§ **What to do**: Scale every point coordinate in the answers of the lines below by 1.5, rounding each to the nearest whole number with halves rounded up. Reproduce all the lines, requests included, with the requests and their format unchanged, and omit the pictures.

┌─ Listed entries

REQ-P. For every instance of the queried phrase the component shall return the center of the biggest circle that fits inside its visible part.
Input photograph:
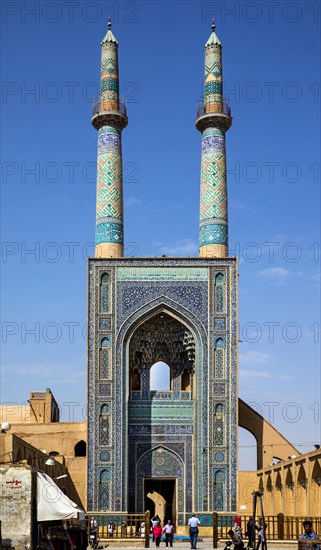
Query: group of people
(158, 531)
(236, 535)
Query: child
(157, 532)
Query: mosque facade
(179, 441)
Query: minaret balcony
(109, 112)
(213, 114)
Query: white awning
(52, 503)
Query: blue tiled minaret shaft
(109, 118)
(213, 120)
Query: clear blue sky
(271, 73)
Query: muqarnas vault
(179, 441)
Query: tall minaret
(213, 120)
(109, 118)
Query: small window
(80, 448)
(185, 381)
(160, 376)
(135, 380)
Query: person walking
(309, 534)
(193, 524)
(261, 528)
(250, 532)
(157, 532)
(169, 533)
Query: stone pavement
(205, 544)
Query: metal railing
(279, 527)
(121, 526)
(222, 107)
(106, 104)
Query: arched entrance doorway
(161, 421)
(160, 480)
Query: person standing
(169, 533)
(157, 532)
(261, 528)
(309, 534)
(250, 532)
(193, 524)
(238, 526)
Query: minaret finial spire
(214, 119)
(109, 118)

└─

§ **Task answer**:
REQ-P. For every instance of the queried phrase the component shall return the center of the biggest circle that fits inside its visible part.
Input photograph:
Query: group of people
(237, 797)
(354, 803)
Query: child
(236, 798)
Query: mosque facade
(269, 662)
Query: minaret balcony
(164, 168)
(320, 171)
Query: white awning
(78, 755)
Query: blue tiled minaret shaft
(164, 177)
(320, 180)
Query: clear blue sky
(407, 110)
Query: muqarnas vault
(269, 662)
Query: tall minaret
(320, 180)
(164, 177)
Query: small window
(120, 672)
(278, 572)
(240, 564)
(203, 570)
Query: person walking
(464, 801)
(290, 786)
(392, 792)
(375, 798)
(236, 798)
(254, 800)
Query: stone pavement
(308, 816)
Query: metal railing
(419, 791)
(182, 789)
(333, 161)
(159, 156)
Query: arched entrance doorway
(242, 632)
(240, 720)
Query: person standing
(254, 800)
(236, 798)
(392, 792)
(464, 801)
(375, 798)
(290, 786)
(357, 789)
Query: minaret finial spire
(321, 179)
(164, 177)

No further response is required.